Region annotation entries
>>>>>

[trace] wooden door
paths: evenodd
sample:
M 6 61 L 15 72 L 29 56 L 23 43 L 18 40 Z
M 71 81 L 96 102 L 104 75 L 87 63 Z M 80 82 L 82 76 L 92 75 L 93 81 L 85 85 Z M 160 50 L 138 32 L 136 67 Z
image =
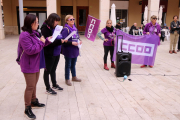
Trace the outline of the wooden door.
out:
M 77 7 L 77 28 L 78 31 L 85 31 L 89 7 Z

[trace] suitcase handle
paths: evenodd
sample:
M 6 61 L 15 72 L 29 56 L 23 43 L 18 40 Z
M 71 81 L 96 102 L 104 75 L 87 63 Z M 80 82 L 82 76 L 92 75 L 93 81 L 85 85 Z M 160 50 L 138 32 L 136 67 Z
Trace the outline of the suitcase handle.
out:
M 118 53 L 118 40 L 119 40 L 118 38 L 119 38 L 119 36 L 122 37 L 122 40 L 121 40 L 121 52 L 123 52 L 123 51 L 122 51 L 123 35 L 118 35 L 118 36 L 117 36 L 117 41 L 116 41 L 116 42 L 117 42 L 117 53 Z

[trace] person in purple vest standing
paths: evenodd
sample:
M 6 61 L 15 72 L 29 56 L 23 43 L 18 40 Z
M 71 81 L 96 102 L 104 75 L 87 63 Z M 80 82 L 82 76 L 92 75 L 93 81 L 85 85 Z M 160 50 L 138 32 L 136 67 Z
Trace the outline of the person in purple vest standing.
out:
M 61 32 L 63 39 L 65 39 L 71 32 L 76 31 L 76 33 L 68 39 L 68 41 L 74 42 L 72 45 L 63 44 L 62 45 L 62 53 L 65 58 L 65 83 L 68 86 L 72 86 L 72 83 L 69 79 L 70 70 L 72 73 L 72 81 L 81 82 L 81 79 L 76 77 L 76 61 L 79 56 L 79 48 L 78 48 L 78 30 L 74 25 L 74 17 L 72 15 L 67 15 L 65 17 L 66 24 Z M 80 41 L 82 44 L 82 41 Z
M 143 34 L 147 35 L 158 35 L 161 37 L 161 26 L 156 22 L 157 16 L 153 15 L 151 16 L 151 22 L 146 24 Z M 160 45 L 160 38 L 159 38 L 159 45 Z M 147 65 L 142 65 L 141 68 L 147 67 Z M 153 66 L 149 65 L 150 68 Z
M 56 13 L 52 13 L 48 16 L 48 19 L 45 20 L 44 24 L 41 27 L 41 33 L 45 38 L 52 36 L 55 30 L 55 27 L 58 25 L 60 17 Z M 56 81 L 56 68 L 60 59 L 61 44 L 65 40 L 62 40 L 62 35 L 59 33 L 55 41 L 44 47 L 44 55 L 46 62 L 46 69 L 44 69 L 44 83 L 46 85 L 46 93 L 51 95 L 56 95 L 57 93 L 54 90 L 63 90 Z M 65 44 L 72 45 L 72 42 L 69 41 Z M 49 75 L 51 76 L 52 89 L 49 84 Z M 53 90 L 54 89 L 54 90 Z
M 104 34 L 103 38 L 101 35 Z M 113 53 L 114 53 L 114 37 L 116 34 L 115 28 L 112 26 L 112 21 L 107 20 L 106 27 L 102 29 L 97 35 L 98 37 L 104 41 L 104 69 L 109 70 L 107 67 L 107 56 L 110 51 L 111 55 L 111 68 L 115 68 L 114 61 L 112 61 Z
M 22 33 L 19 37 L 18 58 L 21 71 L 26 80 L 26 89 L 24 92 L 25 115 L 29 119 L 36 119 L 31 107 L 44 107 L 45 104 L 39 103 L 36 97 L 36 85 L 39 80 L 40 68 L 44 62 L 43 47 L 49 45 L 51 37 L 40 38 L 37 28 L 39 26 L 38 18 L 29 14 L 25 17 Z

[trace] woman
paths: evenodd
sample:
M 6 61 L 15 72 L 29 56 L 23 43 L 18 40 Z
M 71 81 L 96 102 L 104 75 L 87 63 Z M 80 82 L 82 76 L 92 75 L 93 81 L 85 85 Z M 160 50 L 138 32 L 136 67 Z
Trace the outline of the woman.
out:
M 146 24 L 143 34 L 147 35 L 158 35 L 161 37 L 161 26 L 156 22 L 157 17 L 155 15 L 151 16 L 151 22 Z M 159 39 L 159 44 L 160 44 L 160 39 Z M 147 67 L 147 65 L 142 65 L 141 68 Z M 150 68 L 153 66 L 149 65 Z
M 118 23 L 116 24 L 116 29 L 117 29 L 117 30 L 121 30 L 121 23 L 120 23 L 120 22 L 118 22 Z
M 45 20 L 44 24 L 41 27 L 41 33 L 45 38 L 52 36 L 55 27 L 58 25 L 60 17 L 56 13 L 49 15 L 48 19 Z M 58 35 L 55 41 L 44 47 L 45 63 L 46 69 L 44 70 L 44 83 L 46 85 L 46 93 L 51 95 L 56 95 L 57 93 L 54 90 L 63 90 L 56 81 L 56 68 L 60 59 L 61 52 L 61 39 L 62 35 Z M 62 40 L 64 42 L 64 40 Z M 67 42 L 66 44 L 72 45 L 72 42 Z M 49 75 L 51 76 L 52 88 L 49 84 Z
M 78 79 L 76 77 L 76 61 L 77 57 L 79 55 L 79 48 L 78 48 L 78 41 L 79 41 L 79 35 L 78 30 L 74 25 L 74 17 L 72 15 L 67 15 L 65 17 L 65 27 L 63 28 L 61 34 L 63 38 L 65 39 L 70 33 L 75 31 L 76 33 L 68 39 L 68 41 L 73 42 L 73 45 L 64 44 L 62 45 L 62 53 L 65 58 L 65 83 L 68 86 L 72 86 L 70 79 L 69 79 L 69 73 L 71 70 L 72 73 L 72 81 L 74 82 L 81 82 L 81 79 Z M 82 41 L 79 41 L 79 44 L 82 44 Z
M 177 41 L 178 41 L 178 38 L 179 38 L 179 27 L 180 26 L 180 22 L 178 21 L 178 16 L 175 15 L 173 17 L 173 21 L 171 22 L 171 30 L 170 30 L 170 50 L 169 50 L 169 53 L 172 54 L 172 53 L 176 53 L 177 52 L 175 51 L 175 47 L 176 47 L 176 44 L 177 44 Z M 172 50 L 173 48 L 173 50 Z
M 112 26 L 112 21 L 107 20 L 106 27 L 102 29 L 97 35 L 98 37 L 104 41 L 104 69 L 109 70 L 107 67 L 107 56 L 108 52 L 110 51 L 111 55 L 111 68 L 115 68 L 114 61 L 112 61 L 113 53 L 114 53 L 114 37 L 115 37 L 115 29 Z M 103 38 L 101 35 L 104 34 L 105 38 Z
M 40 64 L 44 60 L 40 52 L 44 46 L 50 44 L 49 40 L 51 39 L 51 37 L 45 39 L 43 36 L 39 38 L 39 33 L 36 31 L 38 26 L 38 18 L 32 14 L 27 15 L 24 20 L 24 26 L 22 27 L 23 32 L 20 34 L 18 45 L 18 61 L 20 62 L 21 71 L 26 80 L 24 113 L 30 119 L 36 118 L 31 110 L 31 106 L 45 106 L 45 104 L 39 103 L 36 98 L 36 84 L 39 79 Z

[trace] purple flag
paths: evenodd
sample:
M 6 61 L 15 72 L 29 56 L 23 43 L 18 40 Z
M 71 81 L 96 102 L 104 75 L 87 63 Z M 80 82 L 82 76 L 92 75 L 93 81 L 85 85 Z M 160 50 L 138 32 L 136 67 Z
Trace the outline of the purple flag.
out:
M 86 31 L 85 31 L 85 37 L 87 39 L 94 42 L 97 32 L 98 32 L 100 22 L 101 22 L 100 20 L 88 15 Z
M 116 43 L 114 49 L 113 61 L 116 60 L 117 41 L 118 51 L 121 51 L 121 40 L 123 36 L 122 51 L 132 53 L 131 62 L 134 64 L 154 65 L 157 46 L 159 43 L 159 36 L 157 35 L 143 35 L 133 36 L 118 30 L 116 32 Z

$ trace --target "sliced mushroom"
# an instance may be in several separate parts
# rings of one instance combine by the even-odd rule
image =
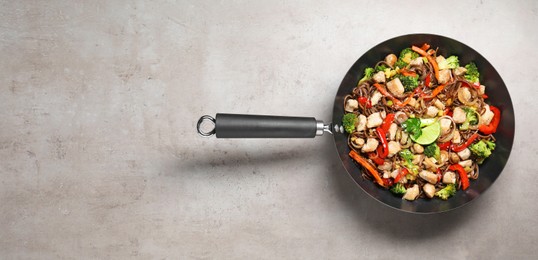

<<<<<

◆ **GIVEN TASK**
Quote everything from the start of the items down to the line containing "M 77 7 L 77 28 L 78 31 L 85 31 L 89 7 Z", including that line. Leave the pictures out.

◆ **FULL OUTPUT**
[trace] wooden door
paths: evenodd
sample:
M 6 61 L 15 72 L 29 56 L 23 43 L 18 40 Z
M 71 81 L 96 102 L 104 75 L 87 63 Z M 80 82 L 82 76 L 92 75 L 93 81 L 85 85 Z M 160 50 L 138 32 L 136 67 Z
image =
Trace the outline of the wooden door.
out:
M 77 7 L 77 28 L 78 31 L 85 31 L 89 7 Z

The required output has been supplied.